[Object location annotation data]
════════════════════
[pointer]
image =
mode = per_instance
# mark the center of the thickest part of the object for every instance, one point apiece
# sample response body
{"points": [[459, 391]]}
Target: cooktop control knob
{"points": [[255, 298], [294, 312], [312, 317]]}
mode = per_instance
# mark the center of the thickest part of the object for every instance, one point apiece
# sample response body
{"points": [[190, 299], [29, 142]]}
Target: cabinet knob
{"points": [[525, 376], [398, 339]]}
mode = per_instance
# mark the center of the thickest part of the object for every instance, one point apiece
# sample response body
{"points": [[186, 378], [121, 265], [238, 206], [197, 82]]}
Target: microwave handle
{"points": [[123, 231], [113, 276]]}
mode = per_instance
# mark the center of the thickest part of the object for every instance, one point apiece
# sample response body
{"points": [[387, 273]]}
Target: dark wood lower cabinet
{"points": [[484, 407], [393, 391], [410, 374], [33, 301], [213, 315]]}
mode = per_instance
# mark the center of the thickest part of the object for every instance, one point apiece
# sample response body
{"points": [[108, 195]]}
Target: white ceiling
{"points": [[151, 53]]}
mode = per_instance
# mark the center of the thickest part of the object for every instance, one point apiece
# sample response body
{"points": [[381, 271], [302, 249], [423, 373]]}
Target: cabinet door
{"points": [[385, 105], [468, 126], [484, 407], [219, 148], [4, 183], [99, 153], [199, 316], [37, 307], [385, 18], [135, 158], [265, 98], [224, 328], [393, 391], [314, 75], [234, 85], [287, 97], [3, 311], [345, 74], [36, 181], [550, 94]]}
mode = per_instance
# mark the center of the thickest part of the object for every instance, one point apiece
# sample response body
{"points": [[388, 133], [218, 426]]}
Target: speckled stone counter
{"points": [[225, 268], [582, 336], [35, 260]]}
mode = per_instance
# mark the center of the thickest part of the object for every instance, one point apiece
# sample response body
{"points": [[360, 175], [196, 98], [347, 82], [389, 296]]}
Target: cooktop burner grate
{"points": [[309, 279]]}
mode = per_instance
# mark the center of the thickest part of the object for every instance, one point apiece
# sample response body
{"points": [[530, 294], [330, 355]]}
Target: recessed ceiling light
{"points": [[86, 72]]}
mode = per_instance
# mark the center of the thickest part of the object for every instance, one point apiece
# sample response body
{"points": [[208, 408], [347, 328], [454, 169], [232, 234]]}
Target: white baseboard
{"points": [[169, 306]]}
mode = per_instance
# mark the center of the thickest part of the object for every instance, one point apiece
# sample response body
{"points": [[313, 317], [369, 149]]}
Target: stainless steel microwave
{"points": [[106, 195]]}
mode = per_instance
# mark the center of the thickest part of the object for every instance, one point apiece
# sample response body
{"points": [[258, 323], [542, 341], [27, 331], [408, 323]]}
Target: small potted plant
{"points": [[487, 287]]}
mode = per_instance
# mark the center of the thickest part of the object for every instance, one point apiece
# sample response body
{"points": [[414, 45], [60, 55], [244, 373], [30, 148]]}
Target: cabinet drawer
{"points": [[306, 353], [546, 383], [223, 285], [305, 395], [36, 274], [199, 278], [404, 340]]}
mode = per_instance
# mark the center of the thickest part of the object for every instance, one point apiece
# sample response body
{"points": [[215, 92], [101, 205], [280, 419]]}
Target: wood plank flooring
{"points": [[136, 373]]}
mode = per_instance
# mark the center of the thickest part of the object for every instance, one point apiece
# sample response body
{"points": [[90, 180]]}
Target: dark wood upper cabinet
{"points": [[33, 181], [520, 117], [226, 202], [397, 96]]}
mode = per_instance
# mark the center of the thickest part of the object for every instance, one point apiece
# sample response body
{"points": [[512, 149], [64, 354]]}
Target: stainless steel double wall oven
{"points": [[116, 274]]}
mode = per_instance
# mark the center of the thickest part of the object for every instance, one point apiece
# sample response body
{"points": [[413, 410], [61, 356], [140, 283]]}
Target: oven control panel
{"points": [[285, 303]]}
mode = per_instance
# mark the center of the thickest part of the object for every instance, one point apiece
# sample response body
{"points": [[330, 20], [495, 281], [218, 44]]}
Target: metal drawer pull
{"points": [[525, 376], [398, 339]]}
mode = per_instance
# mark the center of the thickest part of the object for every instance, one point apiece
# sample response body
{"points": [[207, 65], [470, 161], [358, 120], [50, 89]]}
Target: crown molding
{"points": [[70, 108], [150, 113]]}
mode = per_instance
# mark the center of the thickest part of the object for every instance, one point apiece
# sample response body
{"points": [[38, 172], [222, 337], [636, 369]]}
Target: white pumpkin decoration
════════════════════
• Exercise aim: Quote each line above in full, word for word.

• Correct result:
[pointer]
image =
mode = per_instance
# mark the center of the thickest part of the object for every instance, one point apiece
# sample response body
{"points": [[459, 391]]}
Target: cooktop control knob
{"points": [[255, 298], [294, 312], [312, 317]]}
mode = per_instance
# mark the center of the thickest part of the object for every instance, one point apiece
# sample response body
{"points": [[190, 299], [29, 142]]}
Target: cabinet knob
{"points": [[525, 376], [398, 339]]}
mode = per_instance
# mark the center of the thickest part of the object for every instance, one point apiece
# sample response body
{"points": [[186, 378], [121, 265], [238, 206], [197, 82]]}
Target: microwave handle
{"points": [[123, 231], [113, 276]]}
mode = per_instance
# mark the center of the thickest part of the object for every instance, one point apiece
# sample response body
{"points": [[387, 273]]}
Target: dark wood lower cabinet
{"points": [[484, 407], [393, 391], [410, 374], [33, 301], [213, 315]]}
mode = per_instance
# mark the center of the thickest part of the object for every instance, one point apiece
# sample response body
{"points": [[108, 195]]}
Target: white ceiling
{"points": [[151, 53]]}
mode = per_instance
# mark the center of the thickest part of the object for every instance, one point apiece
# sample response body
{"points": [[381, 271], [302, 249], [423, 373]]}
Target: cabinet door
{"points": [[385, 105], [468, 126], [484, 407], [219, 148], [4, 183], [99, 153], [199, 316], [37, 307], [385, 18], [135, 158], [265, 98], [224, 328], [393, 391], [314, 75], [234, 85], [287, 97], [3, 311], [345, 74], [36, 181], [550, 94]]}
mode = per_instance
# mark the center of the thickest part of the object for every instance, one point apiece
# sample response body
{"points": [[388, 133], [218, 426]]}
Target: speckled stone counter
{"points": [[225, 268], [582, 336], [35, 260]]}
mode = per_instance
# mark the center of the thickest part of the object for every instance, one point apiece
# sample response body
{"points": [[360, 175], [196, 98], [347, 82], [389, 296]]}
Target: cooktop burner grate
{"points": [[309, 279]]}
mode = per_instance
# mark the center of the thickest part of the object for every instance, one point apiece
# sample response body
{"points": [[530, 294], [330, 355]]}
Target: recessed ceiling light
{"points": [[86, 72]]}
mode = per_instance
# mark the center of the thickest part of the object for every instance, one point apiece
# sample response body
{"points": [[208, 408], [347, 328], [454, 169], [232, 234]]}
Target: white baseboard
{"points": [[169, 306]]}
mode = per_instance
# mark the center of the thickest part of the object for every instance, one point apiece
# sample response body
{"points": [[313, 317], [369, 149]]}
Target: stainless steel microwave
{"points": [[106, 195]]}
mode = per_instance
# mark the center of the thickest part of the object for every instance, one point apiece
# sample response body
{"points": [[258, 323], [542, 341], [27, 331], [408, 323]]}
Target: small potted plant
{"points": [[487, 287]]}
mode = per_instance
# mark the center of the thickest part of the object for every instance, one point apiece
# sample response body
{"points": [[414, 45], [60, 55], [244, 373], [30, 148]]}
Target: cabinet drawer
{"points": [[306, 353], [546, 383], [223, 285], [305, 395], [36, 274], [199, 278], [404, 340]]}
mode = per_instance
# mark the center of the thickest part of the object for every instance, one point apiece
# sample response body
{"points": [[215, 92], [101, 205], [280, 419]]}
Target: wood plank flooring
{"points": [[136, 373]]}
mode = per_instance
# mark the center of the thickest part of the object for every instance, one point apiece
# sample response body
{"points": [[90, 180]]}
Target: dark wood upper cabinet
{"points": [[33, 181], [520, 117], [226, 202], [397, 96]]}
mode = per_instance
# mark the center of the thickest part of the object for every instance, one point apiece
# sample response body
{"points": [[512, 149], [64, 354]]}
Target: stainless steel double wall oven
{"points": [[116, 274]]}
mode = per_instance
# mark the center of the thickest part of the object for every instance, one point apiece
# sample response body
{"points": [[413, 410], [61, 356], [140, 283]]}
Target: oven control panel
{"points": [[285, 303]]}
mode = per_instance
# mark the center of the thickest part of the object for every instance, one point apiece
# sample response body
{"points": [[330, 20], [495, 281], [218, 44]]}
Target: metal drawer pull
{"points": [[525, 376], [398, 339]]}
mode = per_instance
# mark the center of the thickest part of the object for every instance, one point apiece
# sample response body
{"points": [[207, 65], [470, 161], [358, 120], [50, 89]]}
Target: crown molding
{"points": [[70, 108], [150, 113]]}
mode = per_instance
# mark the center of the thickest part of the object for every instance, one point apiece
# sample response body
{"points": [[38, 172], [222, 337], [636, 369]]}
Target: white pumpkin decoration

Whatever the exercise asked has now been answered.